Aim of the exercise:
While copying the entries exactly, leave out each picture they contain.

:: Working data

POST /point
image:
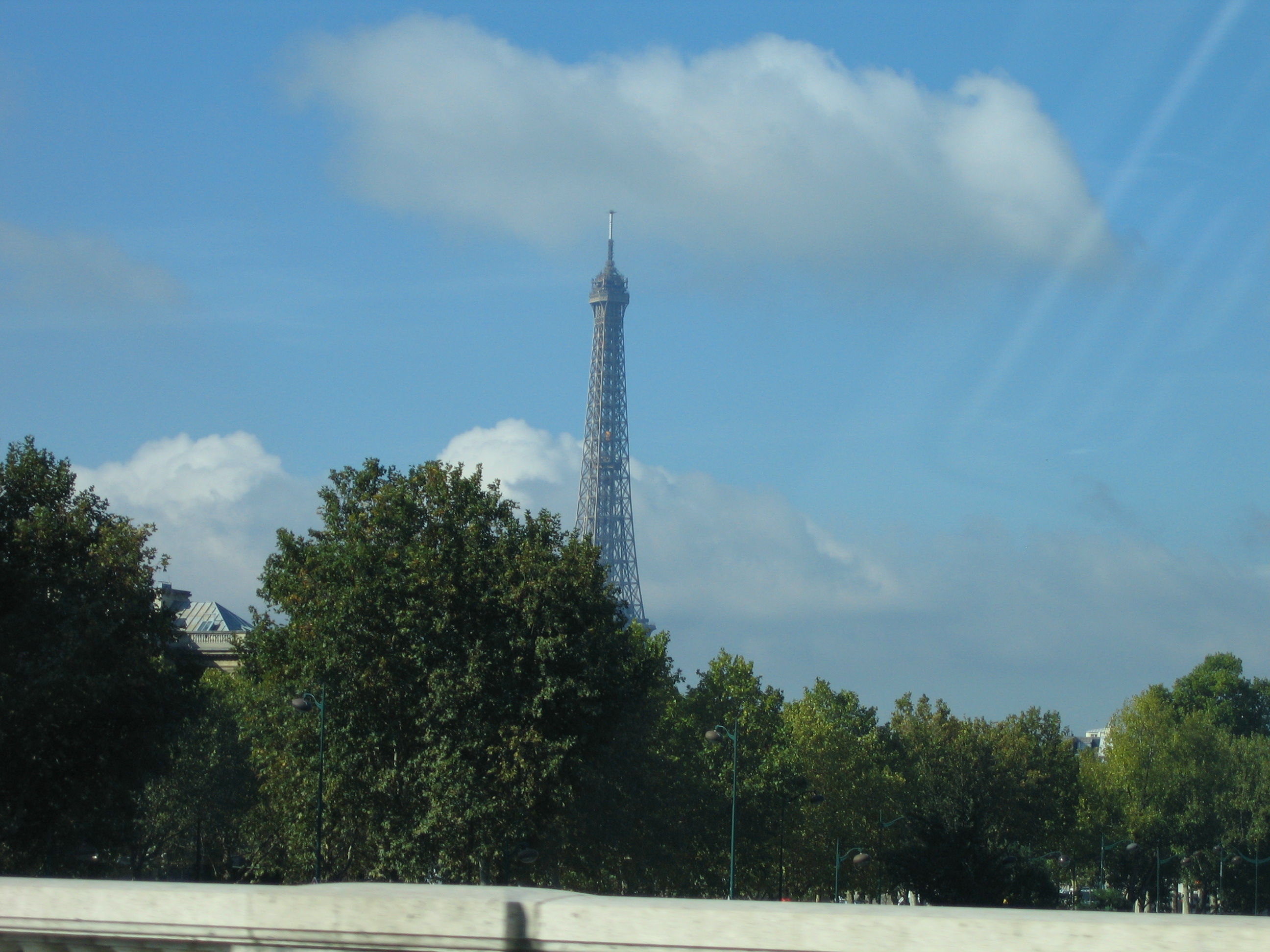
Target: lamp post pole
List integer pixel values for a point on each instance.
(1104, 847)
(1256, 876)
(1159, 863)
(308, 702)
(839, 856)
(717, 737)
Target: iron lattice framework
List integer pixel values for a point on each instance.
(605, 492)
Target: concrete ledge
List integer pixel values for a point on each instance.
(92, 916)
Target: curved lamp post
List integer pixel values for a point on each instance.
(861, 860)
(715, 737)
(1159, 863)
(1256, 878)
(306, 702)
(1129, 847)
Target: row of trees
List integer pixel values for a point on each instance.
(492, 717)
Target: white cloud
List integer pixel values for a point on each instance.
(983, 618)
(771, 149)
(988, 620)
(216, 503)
(78, 276)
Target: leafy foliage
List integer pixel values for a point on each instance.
(979, 798)
(474, 662)
(88, 702)
(487, 702)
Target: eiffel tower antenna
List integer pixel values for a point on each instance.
(605, 489)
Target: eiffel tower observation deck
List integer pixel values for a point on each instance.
(605, 490)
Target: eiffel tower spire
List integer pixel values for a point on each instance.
(605, 490)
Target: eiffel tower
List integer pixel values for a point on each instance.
(605, 490)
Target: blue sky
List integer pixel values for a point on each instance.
(947, 348)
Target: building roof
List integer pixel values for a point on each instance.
(210, 616)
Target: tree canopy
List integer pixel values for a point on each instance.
(493, 716)
(474, 663)
(88, 701)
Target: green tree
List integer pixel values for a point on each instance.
(730, 693)
(840, 752)
(88, 701)
(1185, 776)
(475, 664)
(188, 823)
(1219, 689)
(983, 800)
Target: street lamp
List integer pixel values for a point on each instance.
(1131, 848)
(1256, 878)
(715, 737)
(1159, 863)
(305, 704)
(839, 857)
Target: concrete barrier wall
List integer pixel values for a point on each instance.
(92, 916)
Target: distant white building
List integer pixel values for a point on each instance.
(207, 627)
(1098, 740)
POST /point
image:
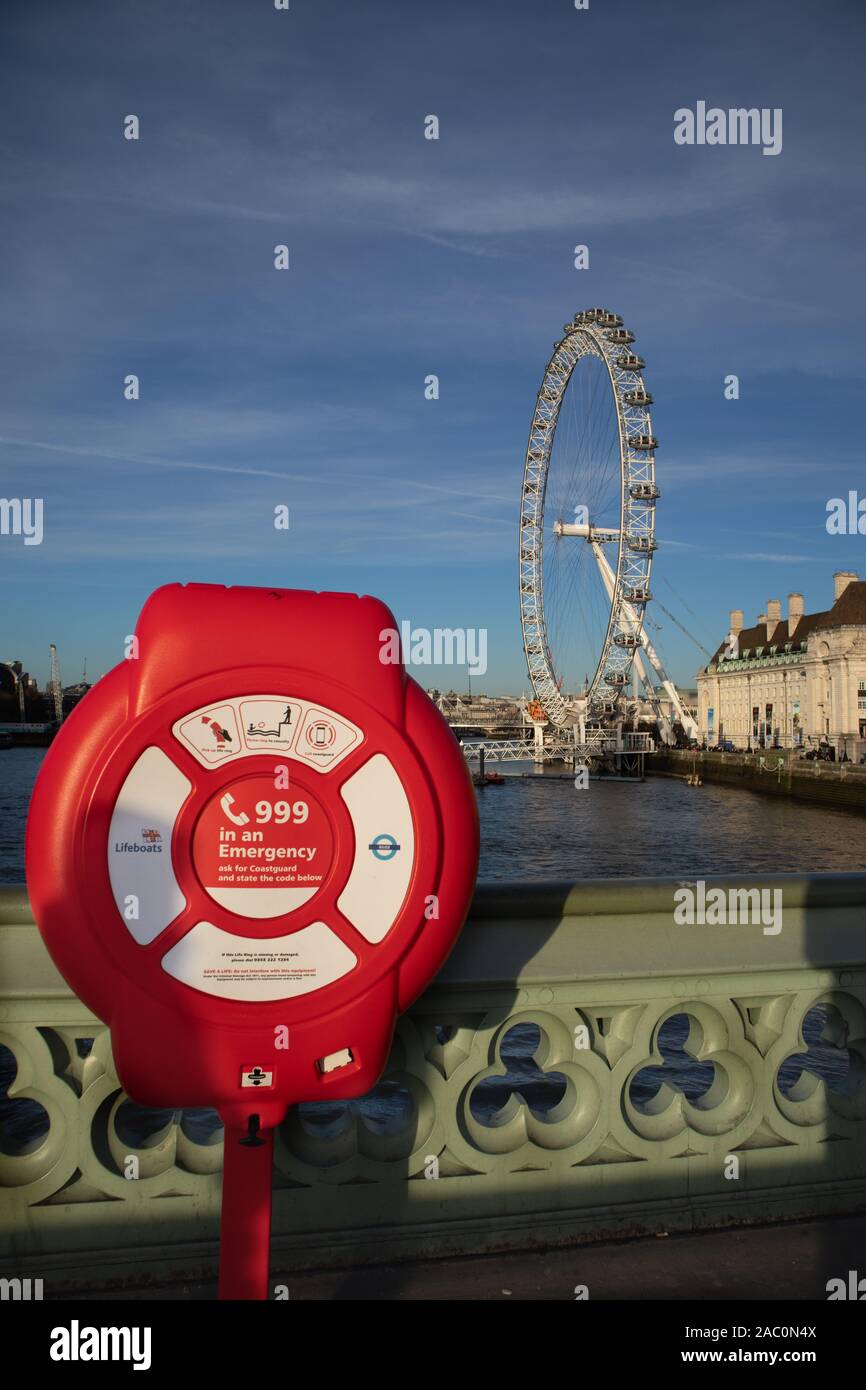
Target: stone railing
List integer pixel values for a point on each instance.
(581, 1068)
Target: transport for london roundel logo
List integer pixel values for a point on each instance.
(384, 847)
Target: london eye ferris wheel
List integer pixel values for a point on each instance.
(587, 523)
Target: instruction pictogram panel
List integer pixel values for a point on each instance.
(253, 724)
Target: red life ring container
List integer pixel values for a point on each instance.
(249, 848)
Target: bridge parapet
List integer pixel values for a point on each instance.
(583, 1066)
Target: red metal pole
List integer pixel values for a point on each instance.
(245, 1233)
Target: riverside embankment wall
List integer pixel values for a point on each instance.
(772, 773)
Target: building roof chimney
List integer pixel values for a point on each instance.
(773, 616)
(795, 610)
(841, 580)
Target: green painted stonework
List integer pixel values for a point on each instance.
(598, 969)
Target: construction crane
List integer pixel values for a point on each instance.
(54, 684)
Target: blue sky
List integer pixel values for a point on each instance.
(409, 257)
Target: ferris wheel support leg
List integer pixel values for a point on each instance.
(538, 738)
(245, 1243)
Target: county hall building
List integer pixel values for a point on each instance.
(791, 681)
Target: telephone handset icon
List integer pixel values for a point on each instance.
(227, 802)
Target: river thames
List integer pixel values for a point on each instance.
(542, 827)
(545, 829)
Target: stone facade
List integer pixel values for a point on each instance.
(794, 681)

::::

Answer below:
POST /point
image:
Target: lamp post pole
List integer pixel values for a point on each instance.
(1104, 847)
(1256, 876)
(1159, 863)
(308, 702)
(839, 856)
(717, 737)
Target: iron lattice framework
List integer pixel values for a point on each instance.
(605, 492)
Target: concrete ledge
List integer pixel values for a point on each instance.
(92, 916)
Target: curved lamp post
List integer pixel values for a point on each instance.
(861, 860)
(715, 737)
(1159, 863)
(1256, 878)
(306, 702)
(1129, 847)
Target: row of trees
List integer pixel values for a point on each instance.
(492, 717)
Target: white cloud
List integer pixel values for a point on each instance.
(983, 618)
(771, 149)
(988, 620)
(216, 503)
(78, 276)
Target: leafy foliage
List integer pixel values for a point on each instance.
(979, 798)
(474, 662)
(88, 702)
(487, 702)
Target: eiffel tower antenna
List integer pixel values for a point on each instance.
(605, 489)
Target: eiffel tower observation deck
List integer pixel values for a point on each instance.
(605, 490)
Target: eiffel tower spire
List integer pixel values for a point on each instance.
(605, 490)
Target: eiffel tower
List integer pixel values for a point on each instance.
(605, 490)
Target: blue sky
List integer pixel values for a point on each instance.
(947, 348)
Target: building roof
List integer pixel values for a point on each instance.
(210, 616)
Target: tree canopy
List integer pixel values for a point on each instance.
(493, 716)
(474, 663)
(88, 701)
Target: green tree
List integer pixel values for a point on each instance.
(730, 693)
(840, 752)
(88, 701)
(1185, 776)
(475, 664)
(188, 823)
(1219, 689)
(983, 800)
Target: street lamp
List integer pixel values for a point on each instance.
(1131, 848)
(1256, 878)
(715, 737)
(1159, 863)
(305, 704)
(839, 857)
Target: concrete barrier wall
List integer pixel values for a point on each instance.
(92, 916)
Target: distant white building
List integer pixel values for a point on each instance.
(207, 627)
(1098, 740)
POST /point
image:
Target: stone railing
List integer pixel values for a point on each instance.
(581, 1068)
Target: transport for london roundel logo
List integer pixel values for a point on each instance.
(384, 847)
Target: london eye ferris wheel
List integer pixel values for a point on each instance.
(587, 523)
Target: instruction pictogram panel
List integer pixel values for a point on each instance.
(253, 724)
Target: red life ring container
List integer pixel values for a point on each instance.
(249, 848)
Target: bridge parapet
List integer pixel values for a point on each instance.
(583, 1066)
Target: red metal pole
List integer pixel values for a point on each instance.
(245, 1233)
Target: riverside embankment wall
List integer pixel values for a point on each instance.
(772, 773)
Target: building roof chimney
List integer pixel values for a point on each instance.
(773, 616)
(795, 610)
(841, 580)
Target: green painted stonework
List integer pixel values for a point on each instance.
(598, 969)
Target: construction crane
List integer pixel values for a point on each instance.
(54, 684)
Target: blue sky
List integer pixel values for a point on each instance.
(409, 257)
Target: ferris wheel support leg
List integer pixel values for a point on each instance.
(538, 738)
(245, 1243)
Target: county hall building
List integer pixel values for a point on each instance.
(791, 681)
Target: telephone handset icon
List integer pixel values for a point on each instance.
(227, 802)
Target: river thames
List integer pixel values for a point on each instance.
(542, 827)
(545, 829)
Target: stone facade
List integer pixel values for a point on each instance.
(794, 681)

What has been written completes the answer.